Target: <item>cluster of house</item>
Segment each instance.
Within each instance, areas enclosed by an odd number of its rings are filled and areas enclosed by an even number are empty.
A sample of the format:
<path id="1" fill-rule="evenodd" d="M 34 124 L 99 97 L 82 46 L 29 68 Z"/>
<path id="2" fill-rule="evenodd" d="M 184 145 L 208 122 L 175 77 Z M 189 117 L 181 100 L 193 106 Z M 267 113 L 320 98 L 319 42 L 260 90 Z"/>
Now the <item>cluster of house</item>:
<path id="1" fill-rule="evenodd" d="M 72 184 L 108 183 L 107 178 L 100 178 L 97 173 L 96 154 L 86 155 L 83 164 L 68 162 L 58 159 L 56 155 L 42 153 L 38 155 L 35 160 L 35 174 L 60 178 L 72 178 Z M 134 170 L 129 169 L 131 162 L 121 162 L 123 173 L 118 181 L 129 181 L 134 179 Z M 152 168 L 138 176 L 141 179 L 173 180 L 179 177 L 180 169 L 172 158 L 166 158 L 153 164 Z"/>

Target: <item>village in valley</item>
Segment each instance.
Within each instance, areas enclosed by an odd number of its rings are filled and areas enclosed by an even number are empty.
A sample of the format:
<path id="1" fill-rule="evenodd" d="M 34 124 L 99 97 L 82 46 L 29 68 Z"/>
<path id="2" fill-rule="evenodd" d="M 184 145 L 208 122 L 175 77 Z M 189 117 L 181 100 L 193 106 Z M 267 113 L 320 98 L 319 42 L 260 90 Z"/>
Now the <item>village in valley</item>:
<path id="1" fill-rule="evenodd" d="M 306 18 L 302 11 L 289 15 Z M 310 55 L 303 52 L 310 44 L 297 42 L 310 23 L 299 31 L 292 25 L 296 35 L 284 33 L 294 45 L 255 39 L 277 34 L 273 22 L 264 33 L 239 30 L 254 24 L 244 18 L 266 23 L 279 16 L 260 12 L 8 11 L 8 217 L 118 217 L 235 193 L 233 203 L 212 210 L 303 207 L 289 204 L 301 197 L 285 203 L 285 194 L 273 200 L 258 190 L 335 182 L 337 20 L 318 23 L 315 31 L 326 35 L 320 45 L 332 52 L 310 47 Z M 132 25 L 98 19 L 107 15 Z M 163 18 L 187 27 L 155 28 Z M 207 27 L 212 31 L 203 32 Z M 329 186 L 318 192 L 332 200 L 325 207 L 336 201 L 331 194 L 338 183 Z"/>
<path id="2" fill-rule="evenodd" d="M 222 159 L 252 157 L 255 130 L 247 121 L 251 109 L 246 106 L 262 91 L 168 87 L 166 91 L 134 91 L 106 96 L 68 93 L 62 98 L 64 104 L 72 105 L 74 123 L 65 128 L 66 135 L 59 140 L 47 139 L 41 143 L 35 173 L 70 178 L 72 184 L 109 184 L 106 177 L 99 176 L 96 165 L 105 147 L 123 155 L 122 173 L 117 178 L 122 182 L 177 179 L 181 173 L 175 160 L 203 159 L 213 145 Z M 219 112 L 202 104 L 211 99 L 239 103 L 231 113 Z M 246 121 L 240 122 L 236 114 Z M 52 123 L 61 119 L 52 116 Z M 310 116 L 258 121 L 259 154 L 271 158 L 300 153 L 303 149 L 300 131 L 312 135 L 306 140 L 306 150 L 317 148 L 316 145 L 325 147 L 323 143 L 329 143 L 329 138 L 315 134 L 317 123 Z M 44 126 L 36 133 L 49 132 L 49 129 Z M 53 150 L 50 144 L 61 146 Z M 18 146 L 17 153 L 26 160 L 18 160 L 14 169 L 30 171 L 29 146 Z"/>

- - -

▸ **Challenge**: Copy out all of the material above again, but put "Outline" wherever "Segment" appears. Change nothing else.

▸ **Answer for this exercise**:
Target: <item>cluster of house</item>
Outline each instance.
Within each instance, areas enclosed by an odd number of its rings are filled and areas enclosed by an even number are empty.
A sample of the format:
<path id="1" fill-rule="evenodd" d="M 34 124 L 99 97 L 82 46 L 29 68 Z"/>
<path id="2" fill-rule="evenodd" d="M 184 145 L 208 122 L 175 77 Z M 189 117 L 181 100 L 193 106 Z M 267 113 L 320 98 L 319 42 L 260 90 Z"/>
Now the <item>cluster of house</item>:
<path id="1" fill-rule="evenodd" d="M 72 184 L 108 183 L 107 178 L 100 178 L 97 173 L 96 154 L 86 155 L 83 164 L 68 162 L 58 159 L 56 155 L 42 153 L 38 155 L 35 160 L 35 174 L 60 178 L 72 178 Z M 134 170 L 129 169 L 131 162 L 121 162 L 123 173 L 118 181 L 129 181 L 134 179 Z M 152 168 L 138 176 L 141 179 L 173 180 L 179 177 L 180 169 L 172 158 L 166 158 L 153 164 Z"/>

Target: <item>village in valley</item>
Outline each instance.
Within each instance, areas enclosed by an odd number of its rings are filled and areas enclosed by an even number are empty.
A sample of the format:
<path id="1" fill-rule="evenodd" d="M 34 124 L 99 97 L 82 46 L 29 68 Z"/>
<path id="2" fill-rule="evenodd" d="M 184 145 L 208 122 L 175 77 Z M 189 117 L 181 100 L 193 106 Z M 267 113 L 320 98 L 319 42 L 260 90 Z"/>
Now the <item>village in valley</item>:
<path id="1" fill-rule="evenodd" d="M 306 18 L 302 11 L 289 15 Z M 310 55 L 303 52 L 310 44 L 297 42 L 310 23 L 299 31 L 292 25 L 296 35 L 284 33 L 294 45 L 255 39 L 277 34 L 273 22 L 264 33 L 239 30 L 254 24 L 244 18 L 266 23 L 279 16 L 260 12 L 8 11 L 8 217 L 118 217 L 235 193 L 233 203 L 212 210 L 303 207 L 289 204 L 301 197 L 285 203 L 285 194 L 273 200 L 258 190 L 335 182 L 337 20 L 318 23 L 315 31 L 326 35 L 320 45 L 332 52 L 310 47 Z M 132 25 L 98 19 L 107 15 Z M 163 18 L 187 27 L 155 28 Z M 207 27 L 212 31 L 203 32 Z M 329 186 L 318 192 L 332 200 L 325 207 L 336 201 L 331 194 L 338 183 Z"/>
<path id="2" fill-rule="evenodd" d="M 222 159 L 252 157 L 255 130 L 247 121 L 251 109 L 246 106 L 262 91 L 168 87 L 166 91 L 134 91 L 106 96 L 68 93 L 62 98 L 64 104 L 72 105 L 74 123 L 65 128 L 66 135 L 59 140 L 47 139 L 41 143 L 35 173 L 70 178 L 72 184 L 109 184 L 106 177 L 99 176 L 96 165 L 105 147 L 123 155 L 122 173 L 117 178 L 122 182 L 177 179 L 181 173 L 175 160 L 203 159 L 213 145 Z M 219 112 L 202 104 L 211 99 L 239 103 L 231 113 Z M 246 121 L 240 122 L 236 114 Z M 52 123 L 61 119 L 52 116 Z M 310 116 L 258 121 L 259 154 L 271 158 L 300 153 L 303 149 L 300 131 L 312 135 L 306 140 L 306 150 L 317 148 L 316 145 L 325 147 L 323 143 L 329 143 L 329 138 L 315 134 L 317 123 Z M 44 126 L 36 133 L 49 132 L 49 129 Z M 53 150 L 50 144 L 61 146 Z M 18 146 L 17 153 L 26 160 L 18 160 L 14 169 L 30 171 L 29 146 Z"/>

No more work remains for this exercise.